In the data, find the word "white" and copy out every line that has it.

━━━━━━━━━━━━━━━━

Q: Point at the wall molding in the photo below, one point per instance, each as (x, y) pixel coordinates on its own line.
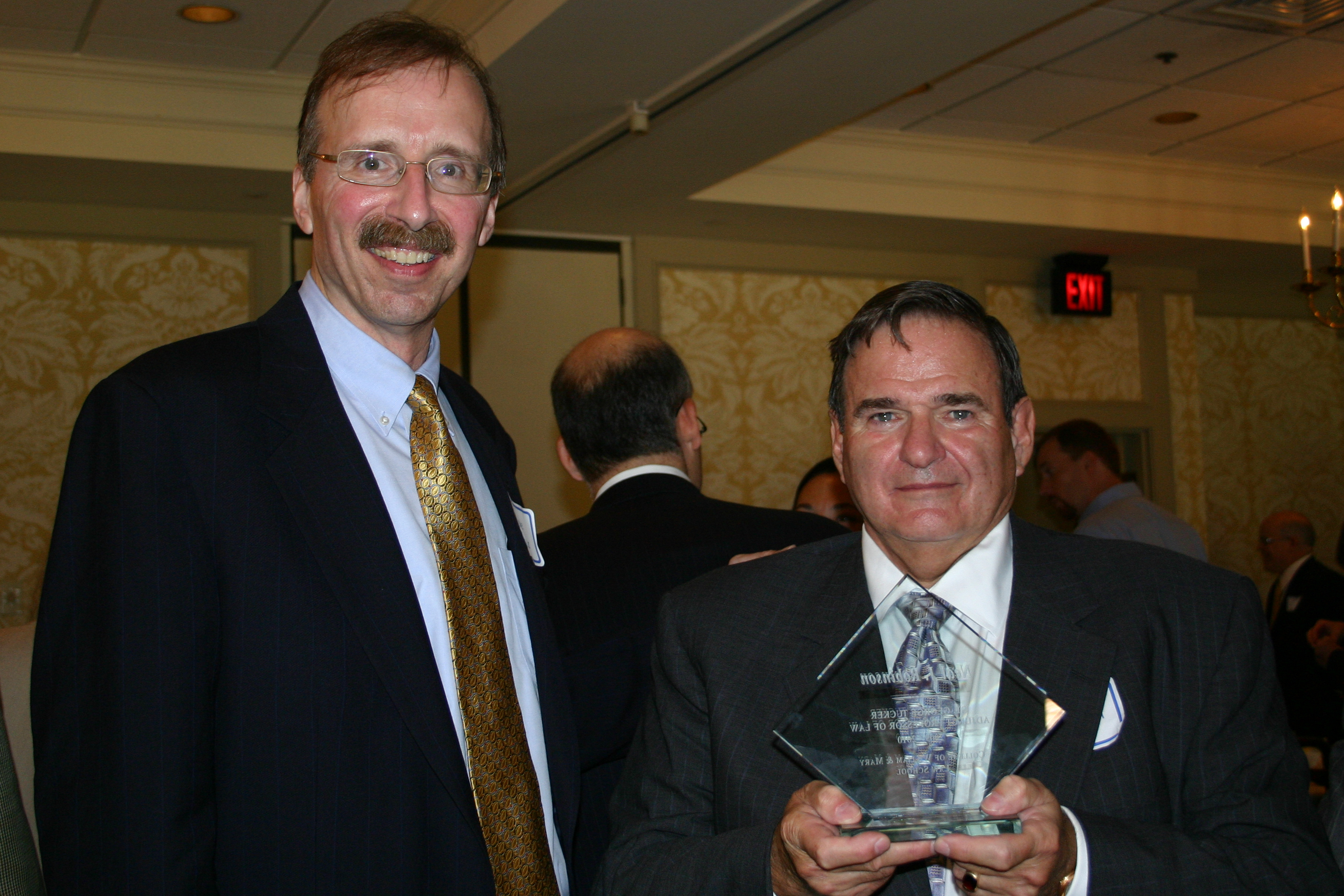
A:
(891, 172)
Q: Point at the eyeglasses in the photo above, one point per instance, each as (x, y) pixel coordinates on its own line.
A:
(445, 174)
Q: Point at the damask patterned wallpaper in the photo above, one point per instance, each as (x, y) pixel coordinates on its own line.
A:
(756, 346)
(1272, 409)
(1187, 437)
(70, 313)
(1072, 358)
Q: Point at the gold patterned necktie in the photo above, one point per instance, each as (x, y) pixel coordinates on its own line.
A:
(508, 800)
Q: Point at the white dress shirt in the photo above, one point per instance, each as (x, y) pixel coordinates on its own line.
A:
(979, 586)
(640, 471)
(374, 384)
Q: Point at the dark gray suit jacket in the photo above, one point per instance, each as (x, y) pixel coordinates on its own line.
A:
(1203, 792)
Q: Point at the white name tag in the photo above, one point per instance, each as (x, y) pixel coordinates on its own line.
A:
(1112, 718)
(527, 521)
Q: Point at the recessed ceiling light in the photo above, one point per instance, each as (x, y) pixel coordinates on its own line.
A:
(207, 15)
(1175, 117)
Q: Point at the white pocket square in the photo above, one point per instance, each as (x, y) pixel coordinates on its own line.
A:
(527, 523)
(1112, 718)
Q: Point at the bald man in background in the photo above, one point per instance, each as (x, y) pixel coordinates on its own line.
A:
(629, 430)
(1304, 593)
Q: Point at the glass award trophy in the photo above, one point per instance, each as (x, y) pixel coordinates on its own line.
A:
(920, 734)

━━━━━━━━━━━━━━━━

# Exercise answer:
Q: Point at the white dress shirt in the photo above, one point per instance, each as (x, y) pixel coordinates on its own line.
Q: Point at the white name tag in the photo above, one point per instance, each as (x, y) pixel coordinates on its own line.
Q: Point at the white pocket square in the photo above, one point per instance, each as (x, y) pixel coordinates on its own line.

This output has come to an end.